GIVEN TEXT:

>>>

Recognizing and Responding to Emergencies on the Trail

Hiking is an exhilarating way to explore the beauty of nature in the Adirondacks and beyond, but it’s not without its risks. Being prepared for emergencies is as crucial as having the right boots or a map. Knowing what to look out for and how to respond could save your life or someone else’s. Let’s talk about some common emergency situations hikers might face: hypothermia, heat stroke, heart attacks, and strokes.


What to Look Out For:

  • Uncontrollable shivering
  • Slurred speech
  • Clumsiness or lack of coordination
  • Fatigue or lethargy
  • Confusion or memory loss

What to Do:

  1. Move the person to a warm, sheltered area.
  2. Remove any wet clothing and replace it with dry, warm clothing.
  3. Insulate the person from the cold ground.
  4. Warm the center of their body first (chest, neck, head, and groin) using an extra layer of clothing, blankets, or body heat from another person.
  5. Provide warm beverages if the person is conscious and able to swallow; avoid alcohol or caffeine.

Heat Stroke

What to Look Out For:

  • High body temperature
  • Altered mental state or behavior
  • Alteration in sweating
  • Nausea and vomiting
  • Flushed skin
  • Rapid breathing
  • Racing heart rate
  • Headache

What to Do:

  1. Call for emergency help if possible.
  2. Move the person to a cooler environment or at least to shade.
  3. Remove excess clothing.
  4. Cool the person with whatever means available: soak their clothes with water, fan their body, apply cold packs or wet towels to the body, especially to the head, neck, armpits, and groin.

Heart Attack

What to Look Out For:

  • Chest pain or discomfort
  • Shortness of breath
  • Cold sweat
  • Nausea or lightheadedness
  • Discomfort or pain in the jaw, neck, back, arms, or shoulders

What to Do:

  1. Stop hiking immediately and rest.
  2. Call for emergency help if possible.

<<<

REQUIREMENT A:
In the trail emergencies text, which parts of the body should cold packs or wet towels be applied to when cooling someone with heat stroke?
REQUIREMENT B:
Write the next part of the text on trail emergencies, continuing from its last line.

Stored items:

>>>

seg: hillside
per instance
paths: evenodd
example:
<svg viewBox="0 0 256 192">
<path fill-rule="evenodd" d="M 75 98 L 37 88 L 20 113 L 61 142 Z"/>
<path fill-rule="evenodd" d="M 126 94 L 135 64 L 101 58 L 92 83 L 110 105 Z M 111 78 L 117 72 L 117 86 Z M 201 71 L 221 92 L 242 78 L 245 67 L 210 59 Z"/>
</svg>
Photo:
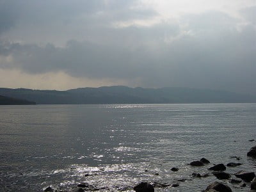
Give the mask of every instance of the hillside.
<svg viewBox="0 0 256 192">
<path fill-rule="evenodd" d="M 114 86 L 67 91 L 0 88 L 0 95 L 43 104 L 256 102 L 254 95 L 188 88 L 154 89 Z"/>
<path fill-rule="evenodd" d="M 0 95 L 0 105 L 31 105 L 35 102 Z"/>
</svg>

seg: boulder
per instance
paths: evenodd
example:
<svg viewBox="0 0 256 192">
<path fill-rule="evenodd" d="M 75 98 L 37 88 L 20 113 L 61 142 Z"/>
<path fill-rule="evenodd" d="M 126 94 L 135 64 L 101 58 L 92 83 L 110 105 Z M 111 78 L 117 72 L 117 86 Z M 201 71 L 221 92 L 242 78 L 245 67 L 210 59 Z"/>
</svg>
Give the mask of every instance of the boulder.
<svg viewBox="0 0 256 192">
<path fill-rule="evenodd" d="M 210 167 L 208 170 L 215 172 L 221 172 L 226 170 L 226 166 L 223 164 L 218 164 L 214 166 Z"/>
<path fill-rule="evenodd" d="M 251 189 L 256 190 L 256 177 L 254 177 L 252 181 Z"/>
<path fill-rule="evenodd" d="M 228 182 L 232 184 L 239 184 L 242 182 L 241 179 L 230 179 Z"/>
<path fill-rule="evenodd" d="M 204 163 L 204 164 L 210 163 L 210 161 L 209 161 L 209 160 L 205 159 L 205 158 L 202 158 L 202 159 L 200 159 L 200 161 L 202 162 L 202 163 Z"/>
<path fill-rule="evenodd" d="M 194 161 L 190 163 L 191 166 L 199 166 L 204 165 L 204 163 L 201 161 Z"/>
<path fill-rule="evenodd" d="M 214 191 L 212 189 L 219 192 L 232 192 L 231 189 L 228 186 L 218 182 L 214 182 L 209 185 L 206 188 L 205 192 Z"/>
<path fill-rule="evenodd" d="M 141 182 L 136 186 L 133 189 L 136 192 L 154 192 L 154 189 L 152 185 L 146 182 Z"/>
<path fill-rule="evenodd" d="M 230 174 L 225 172 L 213 172 L 212 174 L 218 179 L 228 179 L 231 177 Z"/>
<path fill-rule="evenodd" d="M 252 147 L 247 153 L 247 156 L 256 157 L 256 146 Z"/>
<path fill-rule="evenodd" d="M 54 190 L 55 190 L 54 188 L 52 188 L 51 186 L 49 186 L 49 187 L 47 187 L 45 188 L 45 189 L 44 190 L 44 191 L 45 191 L 45 192 L 50 192 L 50 191 L 54 191 Z"/>
<path fill-rule="evenodd" d="M 237 178 L 240 178 L 246 182 L 251 182 L 255 177 L 254 172 L 246 172 L 245 171 L 241 171 L 236 173 L 235 175 Z"/>
<path fill-rule="evenodd" d="M 177 183 L 175 183 L 175 184 L 173 184 L 172 185 L 172 187 L 173 187 L 173 188 L 177 188 L 177 187 L 179 187 L 180 185 L 179 184 L 178 184 Z"/>
<path fill-rule="evenodd" d="M 71 191 L 72 192 L 84 192 L 85 191 L 84 189 L 83 189 L 82 188 L 77 188 L 74 189 Z"/>
<path fill-rule="evenodd" d="M 241 165 L 242 163 L 229 163 L 228 164 L 227 164 L 227 166 L 239 166 Z"/>
<path fill-rule="evenodd" d="M 173 172 L 177 172 L 177 171 L 179 171 L 179 169 L 178 169 L 177 168 L 173 167 L 173 168 L 171 169 L 171 170 L 173 171 Z"/>
</svg>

<<<

ANSWER SECTION A:
The head, neck, armpits, and groin.

ANSWER SECTION B:
  3. Keep the person calm and lying down in a comfortable position.
  4. If the person has prescribed medication for heart conditions (like nitroglycerin), help them take it.
  5. If the person becomes unconscious and you are trained to do so, start CPR.


What to Look Out For: Remember the acronym F.A.S.T.:

  • Face drooping
  • Arm weakness
  • Speech difficulty
  • Time to call emergency services

What to Do:

  1. Call for emergency help immediately.
  2. Keep the person calm and safe; do not let them eat or drink.
  3. Note the time when the first symptoms appeared.
  4. If the person is unconscious and breathing, position them on their side to help keep their airway open. If they are not breathing, begin CPR if you’re trained.

In any emergency, after ensuring the safety of yourself and the person affected, seek professional medical help as soon as possible. Preparation is key, so consider taking a wilderness first aid course to better equip yourself for handling such situations. Always let someone know your hiking plan and expected return time, and carry a charged phone or a satellite communication device when venturing into remote areas.

Remember, the wilderness is unpredictable, but knowledge and preparation can make all the difference. Stay safe out there.